Prompt: Copy the data below in full, exactly as it appears.

Stored data entries:
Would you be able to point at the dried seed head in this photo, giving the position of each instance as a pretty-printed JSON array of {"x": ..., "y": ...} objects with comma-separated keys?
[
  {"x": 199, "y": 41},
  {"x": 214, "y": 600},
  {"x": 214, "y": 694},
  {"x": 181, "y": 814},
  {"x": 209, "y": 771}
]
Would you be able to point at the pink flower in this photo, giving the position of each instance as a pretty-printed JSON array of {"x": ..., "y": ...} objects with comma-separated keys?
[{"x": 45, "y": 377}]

Problem solution:
Would you be able to point at the dried seed head in this photo, giving the position of each instance as a pretty-printed JSON array of {"x": ..., "y": ...} objects with comma-separated keys?
[
  {"x": 199, "y": 41},
  {"x": 214, "y": 600},
  {"x": 214, "y": 694},
  {"x": 181, "y": 814},
  {"x": 209, "y": 771}
]
Would you be able to point at the pink flower in this photo, giving the position of each instance as a pretty-printed JSON array of {"x": ..., "y": ...} objects with comma-separated keys?
[{"x": 45, "y": 377}]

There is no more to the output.